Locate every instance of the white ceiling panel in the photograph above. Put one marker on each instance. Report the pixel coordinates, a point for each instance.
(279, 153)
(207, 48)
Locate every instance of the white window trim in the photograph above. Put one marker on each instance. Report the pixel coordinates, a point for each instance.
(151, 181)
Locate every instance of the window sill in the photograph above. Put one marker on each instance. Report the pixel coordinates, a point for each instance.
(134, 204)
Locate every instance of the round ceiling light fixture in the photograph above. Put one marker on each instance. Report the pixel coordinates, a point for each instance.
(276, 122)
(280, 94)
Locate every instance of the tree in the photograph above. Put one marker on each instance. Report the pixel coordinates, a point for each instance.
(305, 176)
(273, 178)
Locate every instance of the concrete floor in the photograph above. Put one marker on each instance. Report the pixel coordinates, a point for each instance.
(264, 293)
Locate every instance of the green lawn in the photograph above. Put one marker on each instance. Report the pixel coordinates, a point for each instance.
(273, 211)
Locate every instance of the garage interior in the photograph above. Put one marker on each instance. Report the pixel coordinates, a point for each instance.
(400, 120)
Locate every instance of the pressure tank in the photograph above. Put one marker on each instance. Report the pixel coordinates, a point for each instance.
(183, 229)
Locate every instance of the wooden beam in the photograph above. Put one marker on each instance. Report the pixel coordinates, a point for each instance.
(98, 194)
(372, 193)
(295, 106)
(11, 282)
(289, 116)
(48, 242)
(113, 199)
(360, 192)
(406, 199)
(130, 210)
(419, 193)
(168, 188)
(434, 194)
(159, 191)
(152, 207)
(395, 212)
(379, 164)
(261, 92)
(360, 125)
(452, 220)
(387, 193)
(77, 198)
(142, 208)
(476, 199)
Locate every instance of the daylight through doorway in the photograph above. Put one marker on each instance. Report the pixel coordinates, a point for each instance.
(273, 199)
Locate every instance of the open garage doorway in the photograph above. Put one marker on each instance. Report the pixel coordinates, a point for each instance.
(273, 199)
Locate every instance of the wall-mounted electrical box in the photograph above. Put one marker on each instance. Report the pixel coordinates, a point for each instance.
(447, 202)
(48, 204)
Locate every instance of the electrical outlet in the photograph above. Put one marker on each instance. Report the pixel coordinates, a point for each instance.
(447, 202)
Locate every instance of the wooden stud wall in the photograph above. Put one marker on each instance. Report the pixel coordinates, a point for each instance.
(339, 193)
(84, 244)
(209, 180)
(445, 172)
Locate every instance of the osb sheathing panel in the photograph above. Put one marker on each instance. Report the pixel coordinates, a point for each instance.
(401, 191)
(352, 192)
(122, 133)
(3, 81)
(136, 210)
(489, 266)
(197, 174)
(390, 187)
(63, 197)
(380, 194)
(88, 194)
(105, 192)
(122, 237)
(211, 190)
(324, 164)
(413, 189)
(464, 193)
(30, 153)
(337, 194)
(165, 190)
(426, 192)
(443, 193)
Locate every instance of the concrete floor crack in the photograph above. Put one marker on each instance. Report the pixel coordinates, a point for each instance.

Problem to solve >> Transcribe the listing so that each line matches exactly.

Finished task >>
Locate every instance of the white ceiling panel in the photograph above. Put one marker on each instance. Report the pixel coordinates, a point for each instance.
(279, 153)
(207, 48)
Locate every instance of the white window trim in the photograph above. Put one marker on each instance. Report the pixel coordinates, a point for each instance.
(151, 181)
Locate every instance of the window sill in the photograph above. Put one marker on each instance. Report the pixel coordinates, a point for each instance.
(134, 204)
Locate every instance of the round ceiling light fixture in the photograph above. Put one marker on each instance. Report the pixel coordinates, a point for each instance.
(276, 122)
(280, 94)
Locate every instance of the tree in the photograph above. Put one marker on each instance. Report the pixel coordinates, a point for each instance.
(305, 176)
(273, 178)
Locate every instance of the concrete floor in the photograph above. Put one marker on each instance. Report the pixel coordinates, a point for each instance.
(264, 293)
Locate every instance of the green lawn in the photograph above. Put one marker on each instance. Report the pixel coordinates, a point for each instance.
(273, 211)
Locate every instance of the garage interior in the photograph above. Put one marker on each instance. Report the pixel coordinates, a point for each instance.
(400, 120)
Locate every instance of the pressure tank in the photograph above. Put one marker on each instance. Report the pixel coordinates, a point for each instance.
(183, 229)
Locate every instance of the wooden beam in the photograph above. Put one marker on each instance. Report the pixel coordinates, a point for each instance.
(98, 194)
(372, 193)
(295, 106)
(11, 282)
(289, 116)
(48, 242)
(113, 199)
(360, 192)
(406, 199)
(130, 210)
(419, 193)
(168, 188)
(434, 194)
(159, 191)
(152, 207)
(395, 212)
(379, 164)
(261, 92)
(360, 125)
(452, 220)
(387, 193)
(77, 198)
(142, 208)
(476, 199)
Locate every instance of the daylight through doorway in the photograph above. Put one marker on each instance. Report the pixel coordinates, a point for each instance.
(273, 199)
Locate every instance of the open garage doorway in the photograph above. Put one marker on each instance. Report the pixel coordinates, a point for each instance.
(273, 199)
Locate every instance of the wall-mounted electrical box in the photograph above. Put one marker on each instance. Report the pixel coordinates, a point for each instance.
(447, 202)
(48, 204)
Locate every instance of the electrical outlet in the photograph above. Put one marker on each instance. Report the pixel coordinates, a point for each instance.
(447, 202)
Locate every instance of the wooden stud wall in the photograph above. Put one marker on each instance. Report the pixel coordinates, a point for each instance.
(339, 193)
(84, 244)
(209, 180)
(445, 172)
Locate every instance of the osb sheathing panel in the photograph above. Put one marker on each instance. Report the pixel coordinates, a point for each instance.
(401, 191)
(352, 192)
(122, 133)
(3, 81)
(136, 210)
(489, 266)
(197, 174)
(390, 187)
(63, 197)
(380, 194)
(88, 194)
(105, 192)
(122, 237)
(211, 190)
(324, 164)
(413, 189)
(464, 193)
(30, 153)
(337, 194)
(165, 190)
(426, 192)
(443, 193)
Locate every instance of the concrete floor crack in the photograph above. Put one marker on each instance. Report the pixel coordinates, a point for each instance.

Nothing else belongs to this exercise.